### Your goal
Write out, character for character, the line containing "the white pocket" and all lines after it up to the end of the listing.

Labeled-object pointing entries:
-=-=-

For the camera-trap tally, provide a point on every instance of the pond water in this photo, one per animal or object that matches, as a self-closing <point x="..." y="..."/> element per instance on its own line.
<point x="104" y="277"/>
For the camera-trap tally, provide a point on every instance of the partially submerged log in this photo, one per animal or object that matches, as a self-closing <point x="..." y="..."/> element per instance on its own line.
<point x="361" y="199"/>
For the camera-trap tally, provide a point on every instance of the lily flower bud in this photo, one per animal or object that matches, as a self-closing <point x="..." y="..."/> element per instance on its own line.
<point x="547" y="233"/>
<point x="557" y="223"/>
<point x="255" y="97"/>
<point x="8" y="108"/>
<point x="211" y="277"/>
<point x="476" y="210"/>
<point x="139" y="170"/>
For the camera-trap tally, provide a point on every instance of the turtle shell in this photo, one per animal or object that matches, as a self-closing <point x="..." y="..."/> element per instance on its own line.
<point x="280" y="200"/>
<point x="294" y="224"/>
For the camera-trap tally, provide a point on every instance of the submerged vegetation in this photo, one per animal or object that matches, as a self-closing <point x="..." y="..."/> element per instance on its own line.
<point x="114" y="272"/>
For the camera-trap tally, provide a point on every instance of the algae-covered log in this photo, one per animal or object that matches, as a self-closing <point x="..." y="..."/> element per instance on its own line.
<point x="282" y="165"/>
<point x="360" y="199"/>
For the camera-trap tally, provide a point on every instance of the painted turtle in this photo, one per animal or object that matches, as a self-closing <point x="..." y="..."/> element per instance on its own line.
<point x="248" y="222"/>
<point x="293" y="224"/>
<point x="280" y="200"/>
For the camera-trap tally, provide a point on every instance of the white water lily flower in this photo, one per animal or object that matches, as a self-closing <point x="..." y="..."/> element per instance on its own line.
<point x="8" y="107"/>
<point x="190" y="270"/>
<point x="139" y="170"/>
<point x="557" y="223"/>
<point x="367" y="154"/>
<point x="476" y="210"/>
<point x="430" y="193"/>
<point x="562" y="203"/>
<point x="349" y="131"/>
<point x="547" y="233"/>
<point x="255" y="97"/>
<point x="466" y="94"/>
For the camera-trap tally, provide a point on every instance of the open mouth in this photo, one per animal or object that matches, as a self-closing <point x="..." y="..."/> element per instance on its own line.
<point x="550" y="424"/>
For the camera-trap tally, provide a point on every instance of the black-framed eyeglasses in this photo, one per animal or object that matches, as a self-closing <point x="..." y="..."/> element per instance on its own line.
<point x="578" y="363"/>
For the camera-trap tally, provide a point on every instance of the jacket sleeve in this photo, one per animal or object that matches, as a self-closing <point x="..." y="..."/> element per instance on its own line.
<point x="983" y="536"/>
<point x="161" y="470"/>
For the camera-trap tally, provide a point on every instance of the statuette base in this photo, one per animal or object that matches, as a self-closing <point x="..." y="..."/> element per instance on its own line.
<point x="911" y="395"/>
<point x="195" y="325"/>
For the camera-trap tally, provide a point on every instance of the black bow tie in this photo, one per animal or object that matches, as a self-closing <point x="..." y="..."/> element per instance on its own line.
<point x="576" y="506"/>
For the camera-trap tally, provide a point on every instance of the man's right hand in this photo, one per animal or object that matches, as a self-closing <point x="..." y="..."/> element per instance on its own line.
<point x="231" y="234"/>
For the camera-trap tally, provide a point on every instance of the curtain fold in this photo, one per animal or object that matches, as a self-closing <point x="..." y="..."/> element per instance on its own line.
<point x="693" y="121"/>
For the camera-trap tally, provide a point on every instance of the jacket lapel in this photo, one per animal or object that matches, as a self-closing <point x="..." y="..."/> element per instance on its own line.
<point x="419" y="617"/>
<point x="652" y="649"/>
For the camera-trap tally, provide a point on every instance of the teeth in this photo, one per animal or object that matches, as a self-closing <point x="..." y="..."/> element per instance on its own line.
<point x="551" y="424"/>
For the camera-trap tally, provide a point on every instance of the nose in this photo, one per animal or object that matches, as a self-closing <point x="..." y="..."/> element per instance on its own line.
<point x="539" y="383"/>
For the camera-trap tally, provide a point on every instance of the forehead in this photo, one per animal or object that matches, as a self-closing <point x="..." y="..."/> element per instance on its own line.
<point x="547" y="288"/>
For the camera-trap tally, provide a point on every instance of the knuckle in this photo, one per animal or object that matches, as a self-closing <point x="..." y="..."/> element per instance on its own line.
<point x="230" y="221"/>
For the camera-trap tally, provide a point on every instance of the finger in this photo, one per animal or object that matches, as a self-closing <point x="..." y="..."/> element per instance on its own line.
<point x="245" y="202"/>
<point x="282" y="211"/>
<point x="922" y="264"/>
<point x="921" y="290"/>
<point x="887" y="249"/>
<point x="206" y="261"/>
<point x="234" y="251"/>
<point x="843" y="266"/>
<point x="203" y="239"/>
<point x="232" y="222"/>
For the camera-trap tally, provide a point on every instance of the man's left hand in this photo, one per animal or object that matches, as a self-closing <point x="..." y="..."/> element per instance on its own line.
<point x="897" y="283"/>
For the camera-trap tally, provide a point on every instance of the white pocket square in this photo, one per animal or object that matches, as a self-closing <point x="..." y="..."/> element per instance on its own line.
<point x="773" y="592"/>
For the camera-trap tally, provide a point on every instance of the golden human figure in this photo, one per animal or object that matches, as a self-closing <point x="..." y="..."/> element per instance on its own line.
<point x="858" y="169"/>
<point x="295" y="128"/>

-=-=-

### Exercise solution
For the camera-trap tally, provide a point on every instance of the white pocket square in this photo, one per animal or object that matches, as a self-closing <point x="..." y="..."/> element per instance on its own line.
<point x="773" y="592"/>
For the camera-trap tally, provide a point on every instance of the golden human figure in this photo, one per animal or object that matches, as a self-closing <point x="..." y="..."/> element per instance on its own line.
<point x="858" y="169"/>
<point x="295" y="128"/>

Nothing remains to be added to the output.